**DATA SECTION**
==========

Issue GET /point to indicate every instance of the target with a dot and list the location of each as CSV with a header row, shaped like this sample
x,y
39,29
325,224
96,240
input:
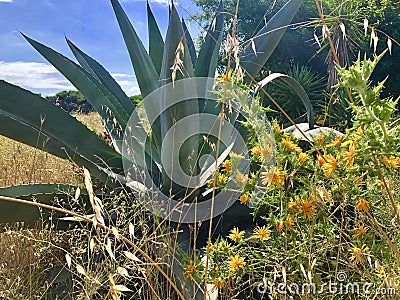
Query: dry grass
x,y
22,164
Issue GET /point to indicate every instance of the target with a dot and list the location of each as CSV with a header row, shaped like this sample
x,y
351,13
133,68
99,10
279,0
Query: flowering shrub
x,y
331,206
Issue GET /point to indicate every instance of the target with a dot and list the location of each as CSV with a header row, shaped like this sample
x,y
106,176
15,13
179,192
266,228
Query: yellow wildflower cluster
x,y
273,177
391,162
359,254
236,234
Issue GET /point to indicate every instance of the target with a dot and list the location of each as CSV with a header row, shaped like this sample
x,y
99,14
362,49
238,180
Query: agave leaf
x,y
101,74
95,92
189,42
207,60
145,72
297,88
156,42
108,81
266,40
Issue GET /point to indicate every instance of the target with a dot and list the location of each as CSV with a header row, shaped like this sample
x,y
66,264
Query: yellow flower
x,y
320,159
381,273
329,165
292,205
363,205
289,222
291,145
191,269
236,156
242,179
303,157
319,140
218,283
279,226
236,263
360,231
226,76
324,194
256,150
308,208
336,142
266,153
244,199
227,165
359,254
349,155
273,177
391,161
236,234
222,178
277,128
262,233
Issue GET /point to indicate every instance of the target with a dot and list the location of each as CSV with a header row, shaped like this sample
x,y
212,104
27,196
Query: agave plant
x,y
30,119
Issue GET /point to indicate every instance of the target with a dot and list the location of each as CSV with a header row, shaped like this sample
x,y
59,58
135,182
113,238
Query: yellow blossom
x,y
236,234
279,226
350,155
226,76
277,128
218,283
329,165
391,161
359,254
289,222
236,263
273,177
303,157
222,178
319,140
362,205
244,199
262,233
242,179
308,208
227,165
360,231
381,273
336,142
292,205
266,153
256,150
324,194
291,145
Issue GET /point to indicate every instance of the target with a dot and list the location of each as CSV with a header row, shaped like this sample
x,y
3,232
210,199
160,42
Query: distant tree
x,y
71,101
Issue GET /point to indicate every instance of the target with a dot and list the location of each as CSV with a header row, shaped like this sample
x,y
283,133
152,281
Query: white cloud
x,y
164,2
45,79
34,75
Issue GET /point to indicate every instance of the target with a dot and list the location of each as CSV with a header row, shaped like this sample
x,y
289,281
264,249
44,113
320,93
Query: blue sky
x,y
90,24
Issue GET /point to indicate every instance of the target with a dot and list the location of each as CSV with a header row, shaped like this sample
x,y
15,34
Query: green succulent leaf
x,y
266,40
189,42
105,103
156,42
146,74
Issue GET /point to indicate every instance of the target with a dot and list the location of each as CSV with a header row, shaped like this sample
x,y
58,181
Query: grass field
x,y
22,164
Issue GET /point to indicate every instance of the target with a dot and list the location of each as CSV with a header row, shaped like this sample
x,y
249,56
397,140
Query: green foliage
x,y
71,101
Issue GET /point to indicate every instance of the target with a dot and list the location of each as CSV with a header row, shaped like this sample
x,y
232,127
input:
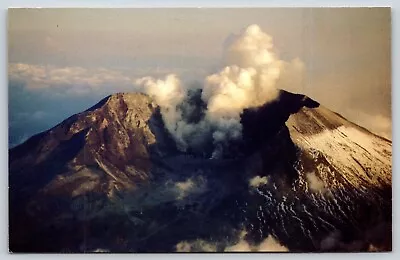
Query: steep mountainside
x,y
112,179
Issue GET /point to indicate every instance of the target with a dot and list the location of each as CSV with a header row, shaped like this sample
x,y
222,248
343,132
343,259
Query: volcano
x,y
111,179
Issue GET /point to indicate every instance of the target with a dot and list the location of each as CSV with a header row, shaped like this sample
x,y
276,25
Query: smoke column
x,y
252,75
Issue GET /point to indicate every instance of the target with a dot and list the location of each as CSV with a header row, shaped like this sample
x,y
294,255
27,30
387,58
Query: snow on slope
x,y
362,158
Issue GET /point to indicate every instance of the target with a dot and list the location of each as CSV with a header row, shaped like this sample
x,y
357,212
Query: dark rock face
x,y
111,179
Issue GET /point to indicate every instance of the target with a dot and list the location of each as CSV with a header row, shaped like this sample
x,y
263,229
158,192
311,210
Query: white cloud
x,y
47,76
258,181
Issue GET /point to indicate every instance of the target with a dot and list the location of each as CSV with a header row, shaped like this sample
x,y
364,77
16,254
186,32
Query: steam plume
x,y
250,78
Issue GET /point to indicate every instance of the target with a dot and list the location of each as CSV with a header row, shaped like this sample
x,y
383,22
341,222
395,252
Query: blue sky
x,y
62,61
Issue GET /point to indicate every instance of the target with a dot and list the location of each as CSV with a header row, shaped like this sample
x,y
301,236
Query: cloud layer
x,y
251,77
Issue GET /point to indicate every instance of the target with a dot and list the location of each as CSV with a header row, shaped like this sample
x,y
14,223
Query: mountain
x,y
111,179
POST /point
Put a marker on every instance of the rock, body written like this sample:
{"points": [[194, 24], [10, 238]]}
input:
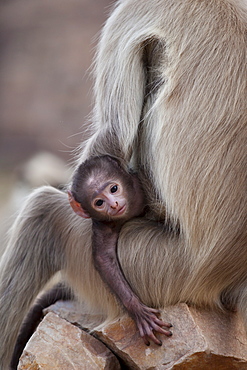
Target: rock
{"points": [[201, 340], [59, 345]]}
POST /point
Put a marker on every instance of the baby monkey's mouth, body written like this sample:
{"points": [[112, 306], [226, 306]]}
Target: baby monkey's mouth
{"points": [[120, 211]]}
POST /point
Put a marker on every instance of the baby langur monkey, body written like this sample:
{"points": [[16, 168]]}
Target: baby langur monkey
{"points": [[104, 191]]}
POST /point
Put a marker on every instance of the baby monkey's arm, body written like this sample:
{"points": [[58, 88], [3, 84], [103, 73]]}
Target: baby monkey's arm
{"points": [[105, 237]]}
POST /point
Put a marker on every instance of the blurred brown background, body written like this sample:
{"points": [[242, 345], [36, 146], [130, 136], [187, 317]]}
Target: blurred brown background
{"points": [[46, 48]]}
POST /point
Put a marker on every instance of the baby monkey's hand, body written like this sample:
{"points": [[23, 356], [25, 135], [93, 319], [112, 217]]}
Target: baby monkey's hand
{"points": [[147, 322]]}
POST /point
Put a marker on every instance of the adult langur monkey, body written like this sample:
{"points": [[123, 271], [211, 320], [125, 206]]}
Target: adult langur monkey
{"points": [[170, 97]]}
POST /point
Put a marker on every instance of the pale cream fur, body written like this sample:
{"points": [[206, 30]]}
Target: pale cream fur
{"points": [[171, 98]]}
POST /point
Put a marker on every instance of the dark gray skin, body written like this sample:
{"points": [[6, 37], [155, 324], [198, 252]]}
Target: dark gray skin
{"points": [[106, 226]]}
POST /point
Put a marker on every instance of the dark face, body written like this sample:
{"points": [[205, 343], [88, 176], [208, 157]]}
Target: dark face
{"points": [[108, 199]]}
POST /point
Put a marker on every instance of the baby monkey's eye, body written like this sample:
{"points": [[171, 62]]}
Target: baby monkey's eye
{"points": [[99, 203], [114, 189]]}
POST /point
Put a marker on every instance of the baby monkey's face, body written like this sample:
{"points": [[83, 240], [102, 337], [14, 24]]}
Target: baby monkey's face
{"points": [[110, 199]]}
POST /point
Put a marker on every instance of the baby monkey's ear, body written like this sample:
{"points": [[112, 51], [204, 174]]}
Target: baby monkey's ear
{"points": [[77, 208]]}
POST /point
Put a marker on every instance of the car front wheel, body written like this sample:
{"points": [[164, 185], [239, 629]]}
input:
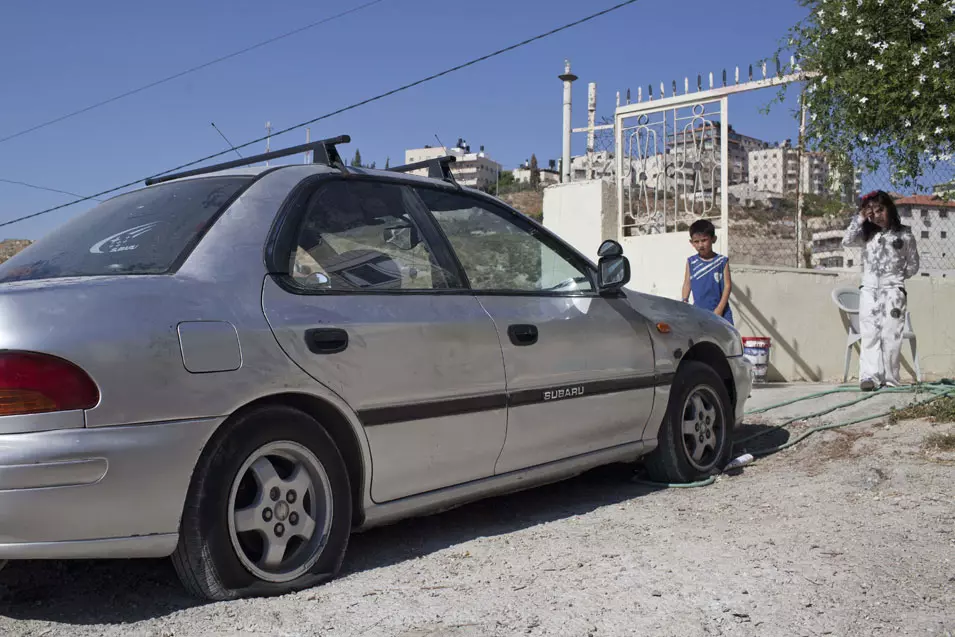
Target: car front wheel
{"points": [[695, 438], [268, 511]]}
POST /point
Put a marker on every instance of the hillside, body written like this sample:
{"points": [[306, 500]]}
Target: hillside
{"points": [[9, 247]]}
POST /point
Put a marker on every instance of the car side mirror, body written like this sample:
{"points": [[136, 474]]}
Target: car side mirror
{"points": [[613, 269], [402, 237], [316, 280]]}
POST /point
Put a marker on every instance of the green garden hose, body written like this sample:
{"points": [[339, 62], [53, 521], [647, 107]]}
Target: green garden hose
{"points": [[940, 389]]}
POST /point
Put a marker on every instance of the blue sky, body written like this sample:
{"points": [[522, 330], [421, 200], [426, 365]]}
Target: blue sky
{"points": [[60, 56]]}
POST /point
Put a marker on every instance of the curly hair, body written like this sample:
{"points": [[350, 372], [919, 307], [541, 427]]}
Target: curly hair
{"points": [[882, 198]]}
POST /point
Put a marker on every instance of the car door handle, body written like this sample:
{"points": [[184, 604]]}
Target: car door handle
{"points": [[522, 335], [327, 340]]}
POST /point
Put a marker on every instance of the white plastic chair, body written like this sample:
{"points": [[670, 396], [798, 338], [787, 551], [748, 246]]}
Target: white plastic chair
{"points": [[847, 300]]}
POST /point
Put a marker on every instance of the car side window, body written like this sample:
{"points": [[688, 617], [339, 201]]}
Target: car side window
{"points": [[360, 236], [498, 253]]}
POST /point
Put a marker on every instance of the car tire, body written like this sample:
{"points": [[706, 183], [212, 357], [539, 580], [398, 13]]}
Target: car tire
{"points": [[268, 509], [695, 438]]}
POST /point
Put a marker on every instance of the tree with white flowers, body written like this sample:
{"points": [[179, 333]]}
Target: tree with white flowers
{"points": [[883, 82]]}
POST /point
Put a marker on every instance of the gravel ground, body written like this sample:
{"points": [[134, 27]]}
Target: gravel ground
{"points": [[850, 533]]}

==========

Excerpt from the records above: set down only the lines from the one that contains "Target: baby monkey's ear" through the one that contains "Put a marker on every instance of the curly", inclusive, word for word. Pictures stay out.

**ANSWER TO THIS TASK**
Target: baby monkey's ear
{"points": [[77, 208]]}
POST /point
Put a marker on every instance of the car front wheel, body written like this sample:
{"points": [[164, 185], [239, 629]]}
input:
Target: car front wheel
{"points": [[695, 438], [268, 511]]}
POST /point
Put a marker on every instance of the hillside, body written like this sample:
{"points": [[306, 500]]}
Target: hillside
{"points": [[9, 247]]}
POST /point
Put a marker on every instance of the car side mirror, body written like this sample:
{"points": [[136, 474]]}
Target: car side mirror
{"points": [[613, 269], [402, 237], [316, 280]]}
POST /point
Put a marker on every instance of the green garden hose, body written like this sample:
{"points": [[339, 62], [53, 521], [647, 107]]}
Target: green garden hose
{"points": [[940, 389]]}
POST /point
Put a marker on every instance of the blue sky, body written like this sample:
{"points": [[522, 330], [421, 200], [426, 365]]}
Target: blue sky
{"points": [[60, 56]]}
POST /point
Put a marker on every instance of the curly hair, body written like this sample:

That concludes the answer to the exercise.